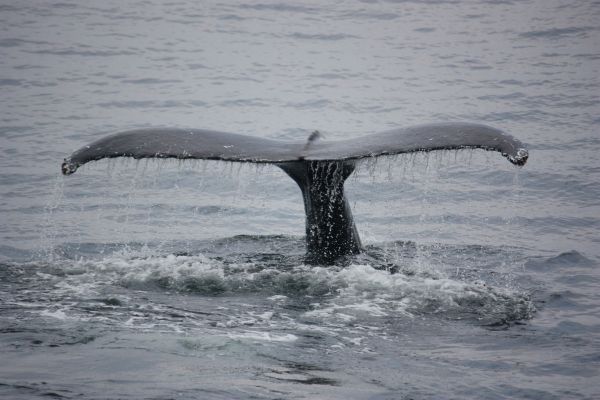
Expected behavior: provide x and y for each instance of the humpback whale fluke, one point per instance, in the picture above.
(320, 168)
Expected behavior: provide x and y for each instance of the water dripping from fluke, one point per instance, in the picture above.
(320, 168)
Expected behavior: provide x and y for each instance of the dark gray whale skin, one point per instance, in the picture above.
(320, 168)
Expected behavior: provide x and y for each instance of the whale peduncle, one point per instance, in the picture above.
(330, 229)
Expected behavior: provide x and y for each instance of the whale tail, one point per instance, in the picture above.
(320, 168)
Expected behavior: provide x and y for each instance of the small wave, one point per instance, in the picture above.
(345, 294)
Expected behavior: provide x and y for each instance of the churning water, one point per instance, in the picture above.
(165, 279)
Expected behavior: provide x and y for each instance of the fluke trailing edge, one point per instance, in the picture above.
(320, 168)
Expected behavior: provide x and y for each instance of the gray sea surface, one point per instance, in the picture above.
(186, 279)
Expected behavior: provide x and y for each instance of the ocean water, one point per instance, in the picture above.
(185, 279)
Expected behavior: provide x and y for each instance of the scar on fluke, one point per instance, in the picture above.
(319, 167)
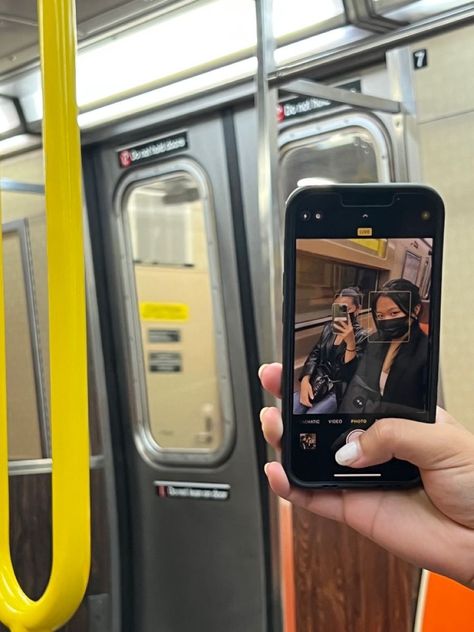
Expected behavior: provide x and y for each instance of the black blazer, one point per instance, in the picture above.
(407, 380)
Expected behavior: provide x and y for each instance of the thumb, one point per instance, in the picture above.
(426, 445)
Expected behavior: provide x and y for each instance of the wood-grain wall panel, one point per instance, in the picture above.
(30, 537)
(346, 583)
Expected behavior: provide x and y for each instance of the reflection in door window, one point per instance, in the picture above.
(344, 155)
(169, 241)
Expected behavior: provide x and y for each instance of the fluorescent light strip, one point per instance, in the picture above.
(9, 119)
(197, 35)
(351, 475)
(18, 143)
(163, 96)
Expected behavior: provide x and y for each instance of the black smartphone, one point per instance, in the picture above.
(377, 250)
(340, 314)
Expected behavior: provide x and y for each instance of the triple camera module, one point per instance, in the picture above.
(307, 215)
________
§ **The task**
Arrange everything from the line containing "of the wood-grain" down to the end of the material as a Markdown table. Use two columns, Row and Line: Row holds a running number and Line holds the line itself. Leave out blank lines.

§ **Answer to the problem**
| Row | Line |
|---|---|
| 1 | Expected behavior: provide x and y for each instance of the wood-grain wall panel, one point per instance, in the picture above. |
| 2 | (30, 537) |
| 3 | (346, 583) |
| 4 | Expected behavior: provide x and y for each instance of the reflection in door window, one point per instance, in the picture above. |
| 5 | (344, 155) |
| 6 | (169, 241) |
| 7 | Expected behavior: provide x and y for each instance of the fluorescent light strip, one point per instance, in the picture above. |
| 8 | (9, 119) |
| 9 | (197, 35) |
| 10 | (351, 475) |
| 11 | (18, 143) |
| 12 | (163, 96) |
| 13 | Expected behavior: provide x and y for each instance of the black smartphone, one point per instance, in the picture above. |
| 14 | (377, 250) |
| 15 | (340, 314) |
| 16 | Expected behavior: provide x and y for each instance of the triple camera module, one point per instance, in the picture above. |
| 17 | (307, 215) |